PROBLEM TO SOLVE
What follows is a set of entries. Repeat them exactly, but not their pictures.
Content starts
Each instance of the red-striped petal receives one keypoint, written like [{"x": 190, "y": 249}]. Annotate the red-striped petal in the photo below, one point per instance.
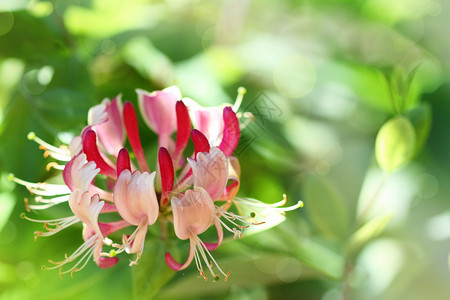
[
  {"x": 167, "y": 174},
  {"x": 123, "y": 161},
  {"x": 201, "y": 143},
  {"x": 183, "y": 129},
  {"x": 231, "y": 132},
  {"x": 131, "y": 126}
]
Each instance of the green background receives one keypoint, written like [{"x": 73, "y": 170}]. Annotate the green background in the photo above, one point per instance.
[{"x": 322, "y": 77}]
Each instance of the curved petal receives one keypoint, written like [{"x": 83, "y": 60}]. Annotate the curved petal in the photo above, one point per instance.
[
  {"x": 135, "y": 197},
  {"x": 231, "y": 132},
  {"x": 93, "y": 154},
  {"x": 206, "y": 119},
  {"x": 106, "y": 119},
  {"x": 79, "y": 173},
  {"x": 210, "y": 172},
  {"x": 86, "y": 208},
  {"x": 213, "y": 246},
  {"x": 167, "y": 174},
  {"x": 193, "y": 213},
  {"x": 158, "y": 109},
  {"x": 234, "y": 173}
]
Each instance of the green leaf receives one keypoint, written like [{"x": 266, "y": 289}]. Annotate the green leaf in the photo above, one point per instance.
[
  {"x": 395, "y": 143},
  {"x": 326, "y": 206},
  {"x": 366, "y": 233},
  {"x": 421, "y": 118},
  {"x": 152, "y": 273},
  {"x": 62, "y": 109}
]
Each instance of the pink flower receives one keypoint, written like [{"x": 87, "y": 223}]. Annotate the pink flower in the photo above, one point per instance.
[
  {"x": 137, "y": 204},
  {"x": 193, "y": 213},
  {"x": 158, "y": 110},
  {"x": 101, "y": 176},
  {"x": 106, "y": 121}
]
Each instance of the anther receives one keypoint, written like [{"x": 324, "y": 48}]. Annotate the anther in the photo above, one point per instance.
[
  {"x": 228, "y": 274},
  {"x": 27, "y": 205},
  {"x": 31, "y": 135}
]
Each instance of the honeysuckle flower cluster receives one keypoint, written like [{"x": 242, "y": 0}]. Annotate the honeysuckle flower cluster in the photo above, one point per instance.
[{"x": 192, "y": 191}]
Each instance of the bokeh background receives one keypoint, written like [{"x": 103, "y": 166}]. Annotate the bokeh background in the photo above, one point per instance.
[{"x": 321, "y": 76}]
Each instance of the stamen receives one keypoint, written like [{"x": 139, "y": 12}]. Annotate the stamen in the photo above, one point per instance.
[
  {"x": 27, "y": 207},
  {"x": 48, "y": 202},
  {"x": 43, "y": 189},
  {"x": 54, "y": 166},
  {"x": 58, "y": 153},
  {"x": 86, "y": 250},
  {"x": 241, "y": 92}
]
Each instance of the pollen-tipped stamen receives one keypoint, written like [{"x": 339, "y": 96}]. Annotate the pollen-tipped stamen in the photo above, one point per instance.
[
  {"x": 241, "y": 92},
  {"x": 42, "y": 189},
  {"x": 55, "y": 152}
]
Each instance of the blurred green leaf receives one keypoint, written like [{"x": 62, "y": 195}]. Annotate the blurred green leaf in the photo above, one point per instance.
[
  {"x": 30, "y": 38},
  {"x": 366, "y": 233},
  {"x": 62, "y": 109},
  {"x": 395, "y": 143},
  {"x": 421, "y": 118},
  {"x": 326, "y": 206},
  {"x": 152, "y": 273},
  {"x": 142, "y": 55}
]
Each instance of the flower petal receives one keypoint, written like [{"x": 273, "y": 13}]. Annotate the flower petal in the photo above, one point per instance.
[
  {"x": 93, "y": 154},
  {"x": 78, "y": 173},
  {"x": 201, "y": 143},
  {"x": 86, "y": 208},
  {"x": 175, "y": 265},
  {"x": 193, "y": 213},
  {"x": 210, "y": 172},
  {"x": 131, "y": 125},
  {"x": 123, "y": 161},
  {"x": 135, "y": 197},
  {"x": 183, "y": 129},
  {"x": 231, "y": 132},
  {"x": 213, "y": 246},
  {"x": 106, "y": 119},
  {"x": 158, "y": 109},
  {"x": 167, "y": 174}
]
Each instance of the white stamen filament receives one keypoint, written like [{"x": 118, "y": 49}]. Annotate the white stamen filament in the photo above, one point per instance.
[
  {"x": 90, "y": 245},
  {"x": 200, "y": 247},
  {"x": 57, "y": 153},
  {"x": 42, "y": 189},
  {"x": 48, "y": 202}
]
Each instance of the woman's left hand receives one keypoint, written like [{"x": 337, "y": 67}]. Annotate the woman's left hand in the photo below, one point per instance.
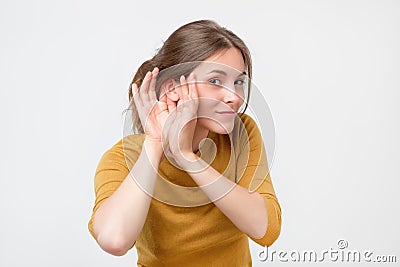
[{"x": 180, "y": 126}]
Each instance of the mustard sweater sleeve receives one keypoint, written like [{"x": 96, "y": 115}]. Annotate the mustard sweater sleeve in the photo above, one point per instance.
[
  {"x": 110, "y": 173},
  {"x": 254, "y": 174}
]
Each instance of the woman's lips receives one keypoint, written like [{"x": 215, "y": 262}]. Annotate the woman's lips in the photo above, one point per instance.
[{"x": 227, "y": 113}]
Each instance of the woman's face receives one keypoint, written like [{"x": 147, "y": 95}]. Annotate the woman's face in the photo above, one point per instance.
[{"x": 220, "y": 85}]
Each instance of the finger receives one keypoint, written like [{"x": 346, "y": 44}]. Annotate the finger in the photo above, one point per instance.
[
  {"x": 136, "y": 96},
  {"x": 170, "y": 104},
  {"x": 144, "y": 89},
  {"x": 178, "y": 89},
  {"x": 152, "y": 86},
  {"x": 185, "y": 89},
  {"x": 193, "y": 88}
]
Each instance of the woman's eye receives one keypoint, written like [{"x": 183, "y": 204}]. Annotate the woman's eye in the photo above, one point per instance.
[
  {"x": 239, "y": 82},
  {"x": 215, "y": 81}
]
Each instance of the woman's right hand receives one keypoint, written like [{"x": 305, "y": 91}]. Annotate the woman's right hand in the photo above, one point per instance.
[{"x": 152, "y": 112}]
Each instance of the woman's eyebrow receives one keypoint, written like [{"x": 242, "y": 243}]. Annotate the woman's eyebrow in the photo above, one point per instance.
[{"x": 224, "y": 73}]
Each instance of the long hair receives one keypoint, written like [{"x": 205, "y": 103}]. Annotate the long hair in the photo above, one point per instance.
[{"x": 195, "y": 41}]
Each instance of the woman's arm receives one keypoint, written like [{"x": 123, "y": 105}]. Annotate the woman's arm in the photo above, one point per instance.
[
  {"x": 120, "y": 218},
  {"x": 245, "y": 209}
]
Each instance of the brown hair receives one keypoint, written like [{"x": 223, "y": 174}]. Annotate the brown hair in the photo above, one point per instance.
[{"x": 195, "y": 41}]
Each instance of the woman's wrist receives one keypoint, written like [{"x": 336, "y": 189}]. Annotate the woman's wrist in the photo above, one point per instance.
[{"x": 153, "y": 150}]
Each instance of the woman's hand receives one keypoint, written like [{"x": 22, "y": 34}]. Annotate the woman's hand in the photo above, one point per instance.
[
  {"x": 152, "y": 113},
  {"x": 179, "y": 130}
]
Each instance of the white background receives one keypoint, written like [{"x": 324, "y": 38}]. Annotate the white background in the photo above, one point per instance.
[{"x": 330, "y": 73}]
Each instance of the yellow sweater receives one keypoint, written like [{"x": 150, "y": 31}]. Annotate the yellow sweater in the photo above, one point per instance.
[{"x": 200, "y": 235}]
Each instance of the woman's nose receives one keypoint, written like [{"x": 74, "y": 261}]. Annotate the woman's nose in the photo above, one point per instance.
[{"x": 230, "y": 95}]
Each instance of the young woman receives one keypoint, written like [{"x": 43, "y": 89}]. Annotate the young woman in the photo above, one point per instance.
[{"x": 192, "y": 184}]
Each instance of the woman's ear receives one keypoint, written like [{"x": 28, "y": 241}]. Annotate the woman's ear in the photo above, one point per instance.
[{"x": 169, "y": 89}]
Content ends
SOLVED PROBLEM
Each instance of the red-striped petal receives one keypoint, written like [{"x": 190, "y": 249}]. Annotate the red-striped petal in the photo below, one point per instance.
[
  {"x": 167, "y": 174},
  {"x": 123, "y": 161},
  {"x": 201, "y": 143},
  {"x": 183, "y": 129},
  {"x": 231, "y": 132},
  {"x": 131, "y": 126}
]
Each instance of the green background receives one keypoint, written like [{"x": 73, "y": 170}]. Annotate the green background in the photo above, one point per instance.
[{"x": 322, "y": 77}]
Each instance of the curved petal receives one keypoint, written like [{"x": 83, "y": 60}]. Annotate the curved petal in the photo above, one point per instance.
[
  {"x": 135, "y": 197},
  {"x": 231, "y": 132},
  {"x": 93, "y": 154},
  {"x": 206, "y": 119},
  {"x": 106, "y": 119},
  {"x": 79, "y": 173},
  {"x": 210, "y": 172},
  {"x": 86, "y": 208},
  {"x": 213, "y": 246},
  {"x": 167, "y": 174},
  {"x": 193, "y": 213},
  {"x": 158, "y": 109},
  {"x": 234, "y": 173}
]
Each instance of the green leaf receives one keypoint, written like [{"x": 266, "y": 289}]. Annotate the green leaf in the photo above, one point per instance.
[
  {"x": 395, "y": 143},
  {"x": 326, "y": 206},
  {"x": 366, "y": 233},
  {"x": 421, "y": 118},
  {"x": 152, "y": 273},
  {"x": 62, "y": 109}
]
Each instance of the pink flower receives one keypoint, written like [{"x": 87, "y": 223}]. Annotate the pink flower in the photo above, one point per instance.
[
  {"x": 137, "y": 204},
  {"x": 193, "y": 213},
  {"x": 158, "y": 110},
  {"x": 101, "y": 176},
  {"x": 106, "y": 121}
]
Each instance of the anther receives one keypoint, written like [{"x": 324, "y": 48}]. Annotate the anther in the photo above, one point per instance.
[
  {"x": 228, "y": 274},
  {"x": 27, "y": 205},
  {"x": 31, "y": 135}
]
Each instance of the honeysuckle flower cluster receives one keypoint, written like [{"x": 242, "y": 0}]. Annotate the honeysuckle flower cluster in the photo above, one point per instance.
[{"x": 192, "y": 191}]
Each instance of the bokeh background receives one keypoint, written like [{"x": 103, "y": 166}]. Annotate the bokeh background in the photo above, one point per instance.
[{"x": 321, "y": 76}]
Each instance of the stamen receives one keypoint, written like [{"x": 139, "y": 12}]. Annotate the stamen in the photo above, one point per instance.
[
  {"x": 27, "y": 207},
  {"x": 48, "y": 202},
  {"x": 43, "y": 189},
  {"x": 54, "y": 166},
  {"x": 58, "y": 153},
  {"x": 86, "y": 250},
  {"x": 241, "y": 92}
]
Each instance of the pollen-tipped stamen receives one keypoint, written like [{"x": 339, "y": 96}]. Annotate the pollen-tipped stamen in the photo above, one point per instance.
[
  {"x": 241, "y": 92},
  {"x": 42, "y": 189},
  {"x": 55, "y": 152}
]
Each instance of the blurred green leaf receives one keypoint, written like [{"x": 62, "y": 195}]. Annotate the blurred green leaf in the photo above, one point per instance.
[
  {"x": 30, "y": 38},
  {"x": 366, "y": 233},
  {"x": 62, "y": 109},
  {"x": 395, "y": 143},
  {"x": 421, "y": 118},
  {"x": 326, "y": 206},
  {"x": 152, "y": 273},
  {"x": 142, "y": 55}
]
Each instance of the flower petal receives one keypoint, written like [{"x": 273, "y": 13}]. Annotate the flower petal in the photo above, one point per instance.
[
  {"x": 93, "y": 154},
  {"x": 78, "y": 173},
  {"x": 201, "y": 143},
  {"x": 86, "y": 208},
  {"x": 175, "y": 265},
  {"x": 193, "y": 213},
  {"x": 210, "y": 172},
  {"x": 131, "y": 125},
  {"x": 123, "y": 161},
  {"x": 135, "y": 197},
  {"x": 183, "y": 129},
  {"x": 231, "y": 132},
  {"x": 213, "y": 246},
  {"x": 106, "y": 119},
  {"x": 158, "y": 109},
  {"x": 167, "y": 174}
]
Each instance of the white stamen filament receives one keypoint, written like [{"x": 118, "y": 49}]. Annotate the white stamen filament in the photo above, one point per instance.
[
  {"x": 90, "y": 245},
  {"x": 200, "y": 247},
  {"x": 57, "y": 153},
  {"x": 42, "y": 189},
  {"x": 48, "y": 202}
]
Each instance of the woman's left hand receives one keypoint, written like [{"x": 337, "y": 67}]. Annotate the woman's left hand in the photo below, one point per instance.
[{"x": 180, "y": 126}]
Each instance of the mustard sweater sleeve receives one keypoint, written like [{"x": 96, "y": 115}]. Annotate the mustard sweater sleeve in the photo above, one point per instance.
[
  {"x": 110, "y": 173},
  {"x": 254, "y": 174}
]
Each instance of the woman's lips receives one keypoint, written like [{"x": 215, "y": 262}]. Annotate the woman's lips in the photo above, one point per instance.
[{"x": 227, "y": 113}]
Each instance of the woman's face receives one keypoint, written like [{"x": 147, "y": 95}]. Annotate the woman's face in the photo above, one point per instance.
[{"x": 220, "y": 85}]
Each instance of the finger receives one keypoint, written like [{"x": 346, "y": 44}]. Annotate the finger in the photo above, one point per instance.
[
  {"x": 136, "y": 96},
  {"x": 170, "y": 104},
  {"x": 144, "y": 89},
  {"x": 178, "y": 89},
  {"x": 152, "y": 86},
  {"x": 185, "y": 89},
  {"x": 193, "y": 88}
]
Each instance of the woman's eye receives one keypoint, written like [{"x": 183, "y": 204}]. Annotate the woman's eye in the photo above, one point per instance.
[
  {"x": 239, "y": 82},
  {"x": 215, "y": 81}
]
Each instance of the woman's right hand receives one keypoint, written like [{"x": 305, "y": 91}]. Annotate the woman's right hand in the photo above, one point per instance.
[{"x": 152, "y": 112}]
Each instance of the woman's eyebrow receives one keypoint, written like [{"x": 242, "y": 243}]. Annotate the woman's eyebrow in the photo above, one point per instance.
[{"x": 224, "y": 73}]
Each instance of the long hair receives one keypoint, written like [{"x": 205, "y": 103}]. Annotate the long hair in the photo above, one point per instance.
[{"x": 195, "y": 41}]
Each instance of the woman's arm receives one keypoint, written like [{"x": 123, "y": 105}]. Annotate the woman's arm in the photo above, one point per instance.
[
  {"x": 120, "y": 218},
  {"x": 245, "y": 209}
]
Each instance of the brown hair receives one keypoint, written like [{"x": 223, "y": 174}]. Annotate the brown hair in the photo above, one point per instance.
[{"x": 195, "y": 41}]
Each instance of the woman's wrist receives one keypoint, written like [{"x": 336, "y": 189}]. Annotate the woman's wrist in the photo above, one point per instance.
[{"x": 153, "y": 150}]
Each instance of the woman's hand receives one keypoint, written like [{"x": 22, "y": 34}]. Annotate the woman's hand in the photo above, one point per instance.
[
  {"x": 152, "y": 113},
  {"x": 179, "y": 130}
]
Each instance of the white background receives one keypoint, written like [{"x": 324, "y": 38}]. Annotate the white background in the photo above, one point per instance.
[{"x": 330, "y": 73}]
Each instance of the yellow sweater receives one keypoint, written like [{"x": 150, "y": 31}]. Annotate the yellow sweater in the photo above, one point per instance.
[{"x": 200, "y": 235}]
Each instance of the woman's nose receives one keypoint, written like [{"x": 74, "y": 261}]. Annotate the woman's nose in the photo above, one point per instance.
[{"x": 230, "y": 95}]
Each instance of the young woman receives one keypoint, written like [{"x": 43, "y": 89}]. Annotate the young woman in the photo above, one point per instance.
[{"x": 192, "y": 184}]
Each instance of the woman's ear receives one keypoint, written like [{"x": 28, "y": 241}]. Annotate the woman's ear in the photo above, one point per instance.
[{"x": 169, "y": 89}]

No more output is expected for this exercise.